YOUR TASK:
From the line that holds "the small brown" to the last line of the data, copy everything exactly; leave out all the rest.

[TASK INPUTS Boundary: Start]

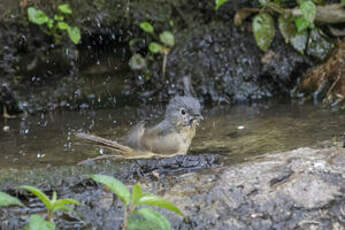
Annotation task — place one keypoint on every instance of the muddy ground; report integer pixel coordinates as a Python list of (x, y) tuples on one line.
[(298, 189)]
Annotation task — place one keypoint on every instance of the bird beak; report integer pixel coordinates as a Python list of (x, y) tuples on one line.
[(196, 119), (199, 116)]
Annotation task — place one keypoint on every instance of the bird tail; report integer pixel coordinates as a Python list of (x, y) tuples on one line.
[(125, 150)]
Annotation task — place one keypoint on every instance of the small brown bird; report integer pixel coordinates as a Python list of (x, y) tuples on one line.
[(172, 136)]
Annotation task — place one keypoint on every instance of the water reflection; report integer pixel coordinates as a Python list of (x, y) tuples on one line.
[(236, 132)]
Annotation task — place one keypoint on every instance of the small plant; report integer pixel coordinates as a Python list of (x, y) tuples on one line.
[(54, 26), (7, 200), (294, 24), (157, 44), (138, 198), (54, 205)]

[TASK INPUTS Boundary: End]

COMPLETED TASK:
Annotation task — place one keypoint on every instance of the small brown bird; report integer pixel coordinates as a Python list of (x, y) tuples on one line.
[(172, 136)]
Annotation task — place one keypoint on every instance of the water reflection; report integer pixel coordinates as a Python list of (x, y) tuples on one line.
[(236, 132)]
Annotation task — place one keypoint on every instance of the small plant; report integer pixel coordinates as a Python list of (x, y) tuples on one line.
[(54, 26), (7, 200), (294, 24), (157, 44), (138, 198), (54, 205)]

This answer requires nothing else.